→ PROBLEM TO SOLVE: Revise the records below by changing every "keypoint" to "marker" and keeping everything else the same. Leave the pictures out of your answer.
++++ DATASET ++++
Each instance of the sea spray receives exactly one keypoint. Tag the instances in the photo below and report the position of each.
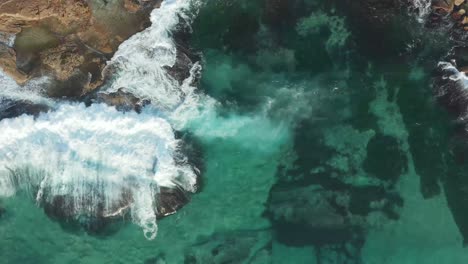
(422, 9)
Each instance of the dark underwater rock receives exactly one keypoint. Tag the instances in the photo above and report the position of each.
(11, 109)
(385, 159)
(122, 100)
(96, 216)
(313, 210)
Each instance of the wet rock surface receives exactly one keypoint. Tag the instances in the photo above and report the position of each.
(67, 38)
(10, 109)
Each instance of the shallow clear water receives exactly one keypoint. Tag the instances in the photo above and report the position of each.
(317, 146)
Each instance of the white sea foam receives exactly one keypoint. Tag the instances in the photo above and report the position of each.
(452, 73)
(142, 61)
(76, 149)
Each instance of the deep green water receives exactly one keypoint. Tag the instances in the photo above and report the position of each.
(333, 150)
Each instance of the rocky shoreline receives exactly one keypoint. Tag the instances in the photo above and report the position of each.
(70, 41)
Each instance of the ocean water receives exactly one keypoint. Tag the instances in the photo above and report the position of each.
(321, 140)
++++
→ WRITTEN SOLUTION:
Each instance of the sea spray receives exactly one marker. Tag the instances in the photo below and report the position of each.
(422, 9)
Each instance of the dark underwater rock receives exactly one marker. Tag the instances in the photo above and report the position of each.
(11, 109)
(385, 159)
(122, 100)
(96, 216)
(313, 210)
Each instance of the wet rock surface receives exactly one marker. Tag the instances in the photo above and report the position of each.
(67, 38)
(10, 109)
Each instance of the shallow clear water receives exactly one marker. Tag the instances in the photo above and report the position of each.
(317, 146)
Each instance of the white sea foam receives exactly one marker. Tag the instances in the photo above and report the position of each.
(452, 73)
(142, 61)
(76, 149)
Each instance of the deep green water receives exactly one marker. Tag the instances in the photo above and report the position of each.
(333, 150)
Each instance of the rocky shoreline receives exactly one marker. Tag the instances in the photo above and report the position of each.
(70, 41)
Each instance of the ocean water receives exactly one marker. Tag the instances in the photo above and report the position of each.
(321, 140)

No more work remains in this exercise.